**Your goal:**
Repeat every line of the listing below word for word, omitting the pictures.

(Segmentation data)
▶

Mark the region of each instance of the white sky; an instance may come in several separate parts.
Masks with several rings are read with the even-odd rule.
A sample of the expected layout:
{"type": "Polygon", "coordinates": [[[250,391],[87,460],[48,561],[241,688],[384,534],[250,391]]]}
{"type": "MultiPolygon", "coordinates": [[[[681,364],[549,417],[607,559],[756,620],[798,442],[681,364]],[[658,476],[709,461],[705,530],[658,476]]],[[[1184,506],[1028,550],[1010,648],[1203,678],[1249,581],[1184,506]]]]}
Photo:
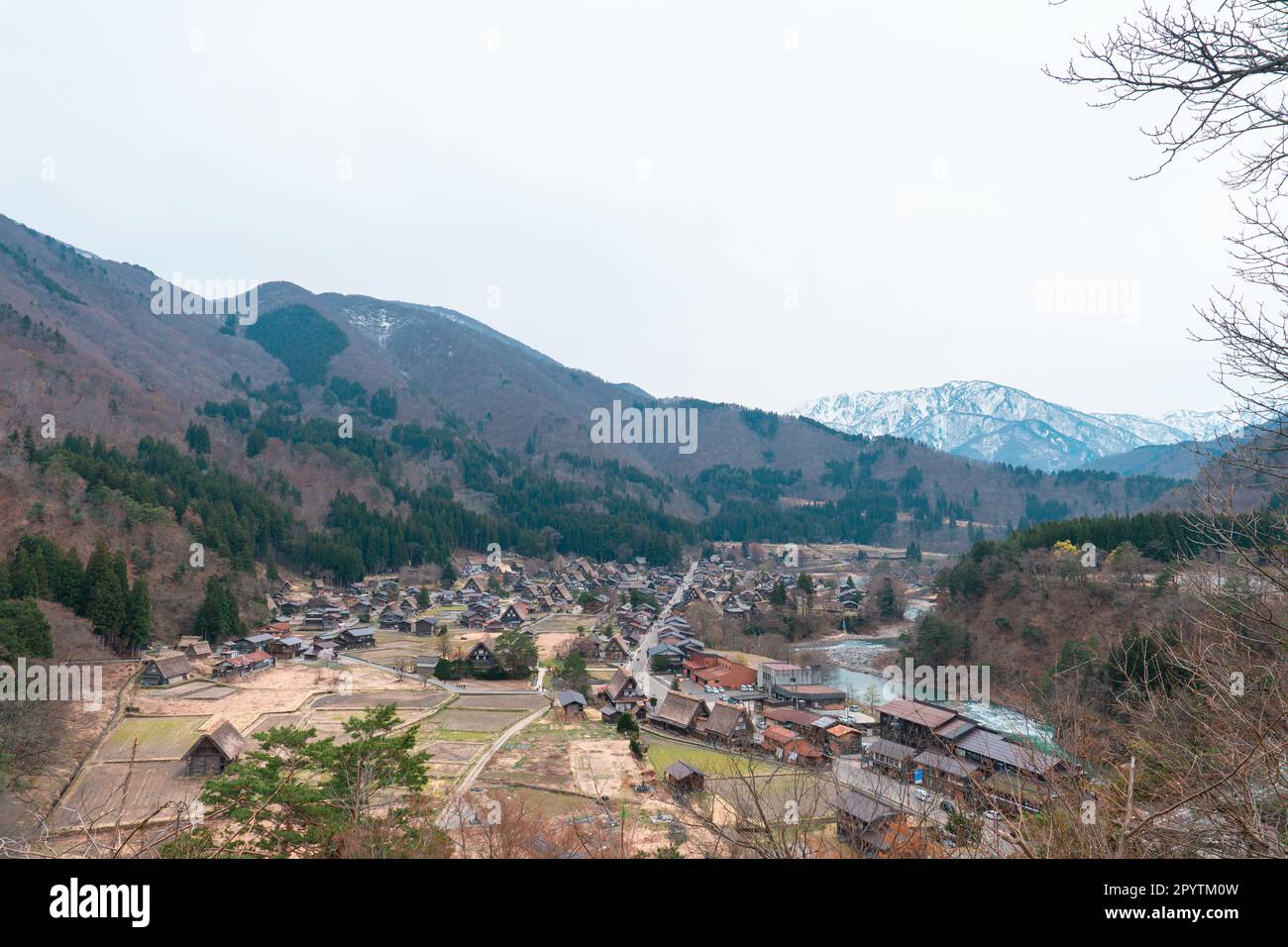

◀

**Response for this exercise:**
Mark the region of each instance of the white sky; an instance may come in several separate parts.
Masks with several rings are read with the even-odd rule.
A sample of the expected layout:
{"type": "Polygon", "coordinates": [[[250,391],[87,460],[48,561],[241,688],[384,534],[250,391]]]}
{"type": "MultiPolygon", "coordinates": [[[[681,364],[549,417],[607,559],[756,620],[798,442],[681,364]],[[658,476],[709,461],[705,530],[658,476]]],[[[1184,506],[1028,550],[1010,648],[1203,678],[1249,581],[1184,506]]]]}
Photo:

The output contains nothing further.